** Zu erledigen **
[A] Wie alt ist laut der Buchrezension das Mädchen, in das sich der Junge verliebt?
[B] Schreiben Sie die Buchrezension zu Murakamis Roman im Anschluss an ihren letzten Satz weiter.

Die Menschen bauen zu viele Mauern und zu wenig Brücken.

 Rezension 

"Die Stadt und ihre ungewisse Mauer" 

von Haruki Murakami 

Ein Junge verliebt sich mit 17 Jahren unsterblich in ein 16-jähriges Mädchen und verbringt mit ihr einen wunderschönen Sommer. Immer wieder erzählt sie ihm von einer ummauerten Stadt, die nur betreten werden kann, wer seinen eigenen Schatten zurücklässt. Als das Mädchen plötzlich verschwindet, begibt sich der Junge auf die Suche nach ihr. Doch, was er findet, stimmt ihn traurig und die Erinnerung an das Mädchen lässt ihn auch noch Jahre danach nicht los. Erst als er auf einen seltsamen Jungen trifft, der ihm eine Karte der ummauerten Stadt reicht, lässt ihn hoffen, dass noch nicht alles verloren ist.

Nachdem ich die Kurzgeschichte „Honigkuchen“ von Haruki Murakami gelesen habe, war ich sehr gespannt darauf zu erfahren, wie sich eine längere Geschichte von ihm liest. Denn eine längere Geschichte stellt noch einmal völlig neue Anforderungen an einen Autor als eine Kurzgeschichte. Vor allem das Thema „Spannung über einen längeren Zeitraum“, sehe ich hierbei als essenziell.

So beginnt das Buch leicht und melancholisch, ähnlich wie auch das Buch „Honigkuchen“, in dem ein Junge über seine gefundene Liebe erzählt und wie tragisch sie ihm entrissen wurde. Nach diesem ersten Teil war ich mir unsicher, wie die Geschichte weitergehen soll, denn für mich war nach diesem Abschnitt schon ein gedanklicher Cut, so wie auch Kurzgeschichten meistens enden.

Doch danach geht es mit dem Leben des namenlosen Erzählers weiter und wie er in den Jahren ohne das Mädchen weitermacht, in dem er sein Studium beendet, einen Job findet und Beziehungen zu anderen Frauen hat, die aber nie so tief wie die Beziehung zu diesem Mädchen reichen. Dieser Abschnitt liest sich sehr monoton und man kann förmlich spüren, wie ihm die Freude am Leben entrissen wurde.

** Bereitgestelltes Material **
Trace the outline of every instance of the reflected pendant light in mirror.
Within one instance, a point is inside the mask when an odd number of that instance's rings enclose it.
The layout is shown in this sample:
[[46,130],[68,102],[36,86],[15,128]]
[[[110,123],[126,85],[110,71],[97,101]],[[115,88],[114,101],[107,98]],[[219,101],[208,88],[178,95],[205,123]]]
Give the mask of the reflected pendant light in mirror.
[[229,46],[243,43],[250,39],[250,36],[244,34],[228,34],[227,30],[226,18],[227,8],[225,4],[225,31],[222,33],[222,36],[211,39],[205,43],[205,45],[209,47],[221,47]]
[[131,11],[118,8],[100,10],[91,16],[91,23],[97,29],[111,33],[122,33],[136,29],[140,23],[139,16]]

** Ergebnisse der Aufgaben **
[A] Das Mädchen ist 16 Jahre alt.

[B]
Erst als er eine neue Anstellung in einer Bibliothek auf dem Land annimmt, baut das Buch wieder mehr Spannung auf, denn die Bibliothek hat einige Geheimnisse zu bieten. Ich fand diesen Abschnitt mit am besten, da der namenlose Erzähler nun auf die Suche nach Antworten geht, um herauszufinden, was es mit der ummauerten Stadt von damals auf sich hat. Dadurch bekommt das Buch wieder eine völlig neue Dynamik und mein Eindruck der vorherigen Kapitel hat sich an diesem Punkt wieder ein wenig relativiert, da es diese monotonen Kapitel von davor braucht, damit man versteht, wie es der namenlose Erzähler in diesem Abschnitt wieder schafft, neuen Lebensmut zu entwickeln. 

Alles in allem hat sich das Buch wie eine Art „Fluss“ gelesen, der am Anfang noch ruhig vor sich hinfließt und ab einem gewissen Punkt, viele Etappen überwinden muss, um endlich im großen Meer anzukommen. Eine Geschichte, die ich selten in so einer Form gelesen habe und dadurch verdient ein Meisterwerk ist. Ich kann jedem dieses Buch empfehlen, der eine melancholische Geschichte über einen Jungen lesen möchte, der sich auf die Suche nach seiner verlorenen Liebe begibt und dabei sich selbst findet.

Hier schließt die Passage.